■ **Your goal**
Copy the records word for word. Pictures do not go in.

Top of Data provided

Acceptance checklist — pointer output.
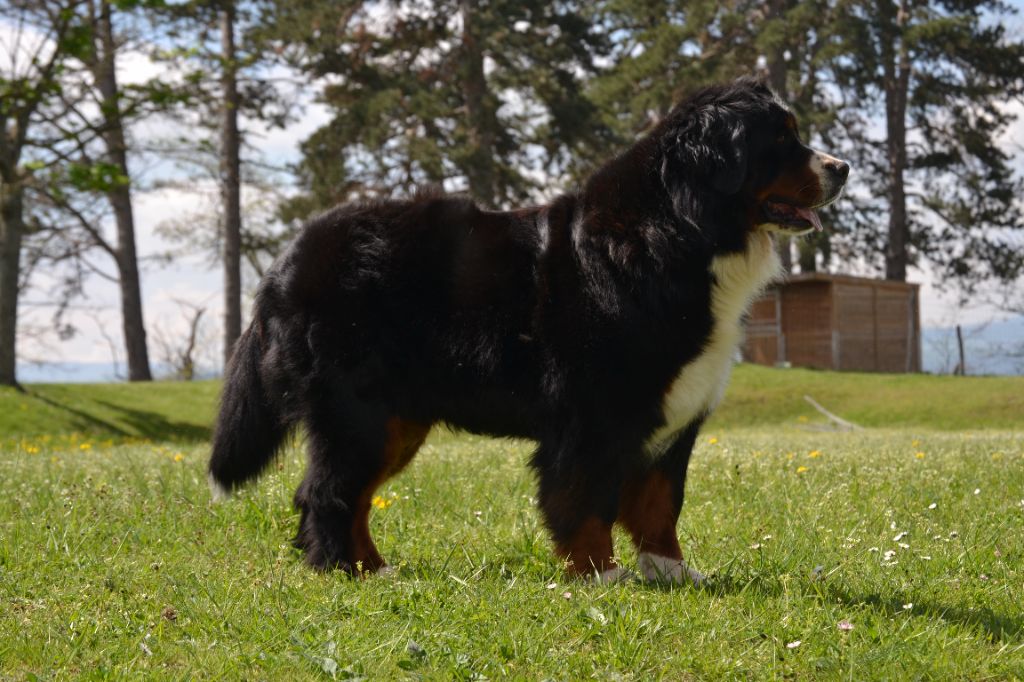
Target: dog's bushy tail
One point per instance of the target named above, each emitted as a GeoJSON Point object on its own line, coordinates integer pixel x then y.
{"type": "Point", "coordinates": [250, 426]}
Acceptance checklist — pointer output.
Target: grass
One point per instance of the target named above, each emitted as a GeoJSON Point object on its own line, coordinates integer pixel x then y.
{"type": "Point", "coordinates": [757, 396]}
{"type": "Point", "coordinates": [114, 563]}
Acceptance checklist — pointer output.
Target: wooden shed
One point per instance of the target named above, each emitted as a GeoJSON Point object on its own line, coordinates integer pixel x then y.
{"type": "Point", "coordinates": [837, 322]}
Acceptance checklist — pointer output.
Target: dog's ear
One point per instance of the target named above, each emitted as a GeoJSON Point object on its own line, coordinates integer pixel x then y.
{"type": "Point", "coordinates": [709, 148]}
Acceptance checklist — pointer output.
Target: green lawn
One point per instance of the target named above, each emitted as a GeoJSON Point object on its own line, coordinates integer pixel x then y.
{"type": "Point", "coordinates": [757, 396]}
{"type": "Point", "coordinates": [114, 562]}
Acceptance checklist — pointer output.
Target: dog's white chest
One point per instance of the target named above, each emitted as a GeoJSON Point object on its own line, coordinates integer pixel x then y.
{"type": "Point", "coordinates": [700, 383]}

Bottom of Data provided

■ **Exercise solution**
Acceptance checklist — pointer output.
Target: dog's bushy tail
One point per instance of the target named above, each emitted as a GeoJSON Point object on its own line, coordinates integer pixel x then y.
{"type": "Point", "coordinates": [250, 426]}
Acceptance checklist — pointer output.
Target: grass
One point per instance of the target named above, each emitted as a GeoJSON Point object on its own line, coordinates integer pixel x then y.
{"type": "Point", "coordinates": [757, 396]}
{"type": "Point", "coordinates": [114, 563]}
Acceptance checklist — pointer output.
Target: wooden shed
One point per instance of the target named above, each emitted as a GeoJSON Point object on its own line, coordinates integer pixel x then y.
{"type": "Point", "coordinates": [837, 322]}
Acceptance checklist — pointer output.
Target: dog's ear
One point per instance of the target named above, each emitted as a GeoJSON Point object on its own line, coordinates integer pixel x then y.
{"type": "Point", "coordinates": [709, 148]}
Acceptance checklist — pointer output.
Target: green lawn
One point per instance of the target named above, each emitted as a GeoJSON Point object on its own line, coordinates integer pixel x then y.
{"type": "Point", "coordinates": [757, 396]}
{"type": "Point", "coordinates": [114, 562]}
Acceptance checklist — pointer output.
Target: dog's white chest
One point per instance of the target named above, each emitted as a GeoJSON Point object on its own line, coordinates integer pixel x then y.
{"type": "Point", "coordinates": [700, 383]}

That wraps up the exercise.